R
Railwayā€¢7mo ago
sina

Service Returns Sporadic 503s, due to DDOS protection?

My api service periodically returns the railway error html page with a 503 code. I believe this issue is on the railway side, as I don't see it crop up locally in similar testing scenarios. In my case I'm testing the frequency I can call my API; are there inherent rate limits the railway platform enforces? I poked around in the doc and couldn't find anything related to this. I'm testing with ~hundreds of requests per sec
Solution:
For context, railway does ddos protection for themselves, not for an individual users sake. a 503 simply means your app failed to respond properly to the request....
Jump to solution
76 Replies
Percy
Percyā€¢7mo ago
Project ID: 21b7eb49-e84c-40c9-9278-73e17ff7b318
sina
sinaOPā€¢7mo ago
21b7eb49-e84c-40c9-9278-73e17ff7b318
Solution
Brody
Brodyā€¢7mo ago
For context, railway does ddos protection for themselves, not for an individual users sake. a 503 simply means your app failed to respond properly to the request.
sina
sinaOPā€¢7mo ago
Yup, that's what I expect. The only issue is I'm not seeing any indication of an issue on my server :thinkies: It's a pretty standard express server, it's doing some stuff but I'd expect those things to have some indication when they fail. My suspicion is the request isn't even getting to my server
Brody
Brodyā€¢7mo ago
can you reproduce this with something better than express?
sina
sinaOPā€¢7mo ago
Debugging a prod issue so a smaller repro may be on the backburner. Understand if this means this help thread is lower prio šŸ«”
Brody
Brodyā€¢7mo ago
ticket?
sina
sinaOPā€¢7mo ago
Meant this thread šŸ«”

#### SHORT EXERCISE 1
According to the forum thread, what kind of server is the original poster running?
The forum thread and the records that follow it are independent of each other.

#### SOURCE RECORDS
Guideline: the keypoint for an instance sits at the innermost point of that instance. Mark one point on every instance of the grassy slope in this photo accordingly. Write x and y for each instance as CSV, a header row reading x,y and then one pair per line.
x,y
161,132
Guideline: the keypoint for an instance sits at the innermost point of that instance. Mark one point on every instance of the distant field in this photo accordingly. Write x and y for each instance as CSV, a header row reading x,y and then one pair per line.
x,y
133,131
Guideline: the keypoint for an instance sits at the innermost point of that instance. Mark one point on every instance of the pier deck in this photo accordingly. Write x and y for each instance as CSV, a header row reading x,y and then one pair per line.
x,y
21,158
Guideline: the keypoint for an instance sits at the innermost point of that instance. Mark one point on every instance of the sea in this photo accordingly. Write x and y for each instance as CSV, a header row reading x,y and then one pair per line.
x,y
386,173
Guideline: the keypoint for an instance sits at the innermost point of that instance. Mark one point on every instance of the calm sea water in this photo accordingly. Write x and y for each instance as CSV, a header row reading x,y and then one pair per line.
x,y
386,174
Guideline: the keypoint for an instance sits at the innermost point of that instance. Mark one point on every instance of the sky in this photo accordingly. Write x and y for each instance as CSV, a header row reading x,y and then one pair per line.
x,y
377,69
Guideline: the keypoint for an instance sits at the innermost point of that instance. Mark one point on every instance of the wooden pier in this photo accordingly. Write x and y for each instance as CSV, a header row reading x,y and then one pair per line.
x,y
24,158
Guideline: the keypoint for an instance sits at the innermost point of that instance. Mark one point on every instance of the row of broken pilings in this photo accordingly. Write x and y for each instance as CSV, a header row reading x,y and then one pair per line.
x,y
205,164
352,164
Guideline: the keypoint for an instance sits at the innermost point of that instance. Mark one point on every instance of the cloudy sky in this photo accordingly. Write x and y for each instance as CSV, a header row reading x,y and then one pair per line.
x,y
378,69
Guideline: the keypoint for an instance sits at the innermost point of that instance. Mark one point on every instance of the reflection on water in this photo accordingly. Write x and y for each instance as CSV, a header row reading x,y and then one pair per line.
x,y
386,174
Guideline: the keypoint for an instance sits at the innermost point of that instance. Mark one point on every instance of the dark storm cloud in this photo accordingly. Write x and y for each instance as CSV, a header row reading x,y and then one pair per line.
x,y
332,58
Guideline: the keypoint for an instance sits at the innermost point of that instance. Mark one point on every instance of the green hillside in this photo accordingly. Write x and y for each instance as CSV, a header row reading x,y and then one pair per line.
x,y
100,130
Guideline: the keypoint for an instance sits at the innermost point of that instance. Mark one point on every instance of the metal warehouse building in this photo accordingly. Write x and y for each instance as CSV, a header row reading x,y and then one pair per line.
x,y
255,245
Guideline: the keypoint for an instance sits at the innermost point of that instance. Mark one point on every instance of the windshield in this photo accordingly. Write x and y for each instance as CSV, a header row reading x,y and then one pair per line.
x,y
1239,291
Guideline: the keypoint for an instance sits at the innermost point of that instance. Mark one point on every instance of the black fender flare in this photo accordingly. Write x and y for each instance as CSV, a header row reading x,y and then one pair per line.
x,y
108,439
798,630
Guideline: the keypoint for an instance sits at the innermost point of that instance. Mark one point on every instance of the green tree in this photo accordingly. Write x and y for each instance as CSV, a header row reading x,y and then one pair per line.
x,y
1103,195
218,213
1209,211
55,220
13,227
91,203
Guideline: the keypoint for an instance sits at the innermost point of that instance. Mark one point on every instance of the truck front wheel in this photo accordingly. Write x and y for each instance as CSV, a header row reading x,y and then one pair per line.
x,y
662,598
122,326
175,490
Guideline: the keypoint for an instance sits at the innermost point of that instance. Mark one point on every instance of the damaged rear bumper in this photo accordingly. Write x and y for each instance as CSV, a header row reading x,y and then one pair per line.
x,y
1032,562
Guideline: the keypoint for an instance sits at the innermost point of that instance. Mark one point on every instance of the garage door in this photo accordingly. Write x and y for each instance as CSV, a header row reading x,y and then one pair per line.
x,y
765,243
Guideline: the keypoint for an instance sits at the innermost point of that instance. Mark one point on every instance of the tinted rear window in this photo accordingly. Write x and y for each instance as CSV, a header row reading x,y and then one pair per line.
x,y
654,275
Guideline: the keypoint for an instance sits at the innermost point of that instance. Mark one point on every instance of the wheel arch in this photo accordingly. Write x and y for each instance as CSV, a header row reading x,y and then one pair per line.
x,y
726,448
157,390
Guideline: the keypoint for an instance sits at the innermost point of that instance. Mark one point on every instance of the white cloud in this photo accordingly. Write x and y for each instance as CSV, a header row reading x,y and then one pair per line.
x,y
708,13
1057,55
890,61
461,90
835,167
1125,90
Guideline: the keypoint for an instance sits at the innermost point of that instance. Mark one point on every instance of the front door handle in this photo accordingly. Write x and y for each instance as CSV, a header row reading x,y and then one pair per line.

#### SHORT EXERCISE 2
Collect every line of the records that contains the word "window".

#### FINAL ANSWER 1
A pretty standard Express server.

#### FINAL ANSWER 2
Guideline: the keypoint for an instance sits at the innermost point of that instance. Mark one point on every instance of the tinted rear window in this photo accordingly. Write x and y for each instance as CSV, a header row reading x,y and then one pair per line.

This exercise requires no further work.